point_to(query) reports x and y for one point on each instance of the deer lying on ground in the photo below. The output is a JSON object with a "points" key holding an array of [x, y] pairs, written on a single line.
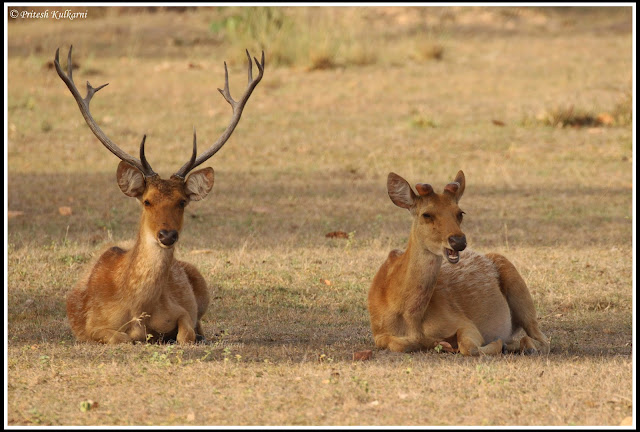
{"points": [[434, 292], [144, 293]]}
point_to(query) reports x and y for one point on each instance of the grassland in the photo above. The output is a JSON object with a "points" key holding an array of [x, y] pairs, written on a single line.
{"points": [[349, 94]]}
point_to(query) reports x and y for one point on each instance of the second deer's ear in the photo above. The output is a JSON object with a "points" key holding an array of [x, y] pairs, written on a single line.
{"points": [[130, 180], [199, 184], [400, 192]]}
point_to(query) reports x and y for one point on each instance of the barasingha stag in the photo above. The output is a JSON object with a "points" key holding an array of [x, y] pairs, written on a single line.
{"points": [[145, 293]]}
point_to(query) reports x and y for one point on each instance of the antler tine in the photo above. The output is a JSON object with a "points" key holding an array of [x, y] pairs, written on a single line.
{"points": [[237, 107], [83, 104]]}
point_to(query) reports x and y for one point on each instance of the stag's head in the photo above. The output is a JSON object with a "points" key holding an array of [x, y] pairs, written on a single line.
{"points": [[436, 216], [163, 201]]}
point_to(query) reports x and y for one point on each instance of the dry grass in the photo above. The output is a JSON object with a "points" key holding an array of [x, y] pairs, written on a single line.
{"points": [[310, 157]]}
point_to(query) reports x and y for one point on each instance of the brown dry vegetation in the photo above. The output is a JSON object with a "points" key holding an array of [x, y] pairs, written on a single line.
{"points": [[349, 94]]}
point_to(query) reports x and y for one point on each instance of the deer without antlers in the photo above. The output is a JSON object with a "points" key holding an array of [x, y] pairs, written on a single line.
{"points": [[144, 293], [439, 291]]}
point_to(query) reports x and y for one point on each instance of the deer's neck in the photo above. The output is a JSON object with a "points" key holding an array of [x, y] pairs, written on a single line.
{"points": [[148, 268], [421, 273]]}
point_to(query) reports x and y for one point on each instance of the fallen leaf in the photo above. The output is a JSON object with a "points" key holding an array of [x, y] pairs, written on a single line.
{"points": [[337, 234], [260, 209], [605, 119], [88, 405], [627, 421], [362, 355]]}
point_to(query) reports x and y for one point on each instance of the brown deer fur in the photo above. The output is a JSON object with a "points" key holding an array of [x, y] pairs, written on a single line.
{"points": [[436, 291], [145, 292]]}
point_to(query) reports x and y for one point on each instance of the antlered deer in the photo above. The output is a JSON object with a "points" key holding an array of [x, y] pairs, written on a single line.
{"points": [[473, 302], [144, 293]]}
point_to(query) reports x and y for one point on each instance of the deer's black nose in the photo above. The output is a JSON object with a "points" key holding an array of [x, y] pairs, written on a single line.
{"points": [[168, 238], [458, 243]]}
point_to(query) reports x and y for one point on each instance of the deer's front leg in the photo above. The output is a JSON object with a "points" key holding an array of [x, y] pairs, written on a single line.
{"points": [[109, 336], [470, 342]]}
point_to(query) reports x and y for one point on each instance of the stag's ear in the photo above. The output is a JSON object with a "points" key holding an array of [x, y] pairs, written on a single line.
{"points": [[130, 180], [199, 184], [457, 187], [400, 192]]}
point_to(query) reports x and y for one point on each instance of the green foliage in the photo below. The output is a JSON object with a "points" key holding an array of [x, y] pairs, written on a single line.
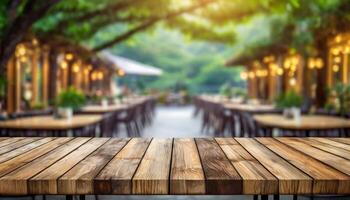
{"points": [[288, 100], [226, 90], [70, 98], [196, 66], [339, 96], [3, 84], [38, 106]]}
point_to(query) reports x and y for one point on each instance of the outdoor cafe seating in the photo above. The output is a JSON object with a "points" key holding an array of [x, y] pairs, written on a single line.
{"points": [[222, 116], [134, 116]]}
###
_Written task_. Can you express all the lines above as a two-column CSV with the headers "prompt" and "response", one row per line? Put its text in one quoted field and its answer in the other, turn line breaks into spaces, and leave out the pictures.

_Correct output_.
prompt,response
"point_to(query) reports x and y for one point on each instance of the deer lying on ground in the photo below. The output is a JSON object with a ""points"" key holding an array of [x, y] pairs, written on a single line.","{""points"": [[434, 292], [144, 293]]}"
"point_to(query) reports x and y for one point on each instance of the grassland in the photo above. The output is a JSON object with a ""points"" key holding an array of [x, y] pairs, written on a single line.","{""points"": [[349, 94]]}"
"point_to(query) reports x and y for one point on each instance of the second deer's ear in the photo above. The output is a JSON object with a ""points"" key holding an array of [x, y] pairs, written on a single line.","{""points"": [[130, 180], [199, 184], [400, 192]]}"
"point_to(query) reports x and y for one point on each instance of the barasingha stag in the photo above. The output is a JSON object with a ""points"" key holding an array of [x, y] pairs, written on a single line.","{""points"": [[145, 293]]}"
"point_to(query) reports x and y for one point on each instance of the antler tine in the photo above. The output is a JSON object with a ""points"" key holding an array of [x, y] pairs, written on a single line.","{""points"": [[237, 107], [83, 104]]}"
"point_to(query) reports x and y for one point on each instance of the stag's head in the photo above. The output is a JSON object with a ""points"" key holding an array of [x, y] pairs, written on a single line.","{""points"": [[436, 216], [163, 201]]}"
"point_to(query) reports x and y for one point on each instance of the dry grass in the photo above. The output is a JSON object with a ""points"" key holding an array of [x, y] pairs, written on a single line.","{""points"": [[310, 157]]}"
"point_to(query) reports x and y for one point on each instance of the brown dry vegetation in the photo above. The output is a JSON object with a ""points"" key holding an array of [x, y] pairs, written on a single line.","{""points"": [[349, 94]]}"
"point_to(query) reports x and y for one point on each instance of the deer without antlers in the photo above. The output is a JSON object with a ""points"" key holding an array of [x, y] pairs, written on a single line.","{""points"": [[144, 293], [439, 291]]}"
"point_to(query) reports x and y for one point on each instance of the deer's neck in the photo above. The output is a JSON object with a ""points"" key holding an array of [x, y] pairs, written on a single line.","{""points"": [[148, 268], [421, 273]]}"
"point_to(query) reports x and y for one point on each instance of the fallen leaf in the photo above. The output is a JSON object with a ""points"" key holding an array of [x, y] pairs, written on a single line.","{""points"": [[337, 234], [260, 209], [605, 119], [88, 405], [627, 421], [362, 355]]}"
"point_to(query) reports x and y for one point on each instance of the brown deer fur in the photo above. The output is a JSON object with a ""points"" key holding an array of [x, y] pairs, written on a single line.","{""points"": [[436, 291], [145, 292]]}"
"point_to(query) reports x and y for one point on each instance of the antlered deer in the photo above. The output is a JSON object with a ""points"" key holding an array of [x, y] pairs, written on a single line.","{""points"": [[473, 302], [144, 293]]}"
"point_to(query) reports x and y for one point on each instance of the deer's black nose in the photo above. The output is a JSON object with a ""points"" key holding an array of [x, y] pairs, written on a single line.","{""points"": [[168, 238], [458, 243]]}"
"point_to(query) reports x and y for one point on each instance of the deer's front leg in the photo above. The output is a JSON object with a ""points"" key holding an array of [x, y] pairs, written on a single line.","{""points"": [[109, 336], [470, 342]]}"
"point_to(query) reports x and y for one point on each instance of the stag's ear in the photo above. The output is a JSON object with a ""points"" key holding an array of [x, y] pairs, written on a single line.","{""points"": [[130, 180], [199, 184], [457, 187], [400, 192]]}"
"point_to(query) reports x and y for one point on each instance of the green foliage in the photo below. The output is a JSON object with a ""points"" key holding an array of [x, y] pairs, written on a single line.","{""points"": [[288, 100], [226, 90], [70, 98], [196, 66], [339, 96], [3, 84], [38, 106]]}"
"point_to(query) reports x and y for one point on each instance of the outdoor cafe seating in the photo above. The output is a JSON object with a ""points"" key holding an array of [x, y] pairs, written on a single line.","{""points"": [[222, 116], [134, 116]]}"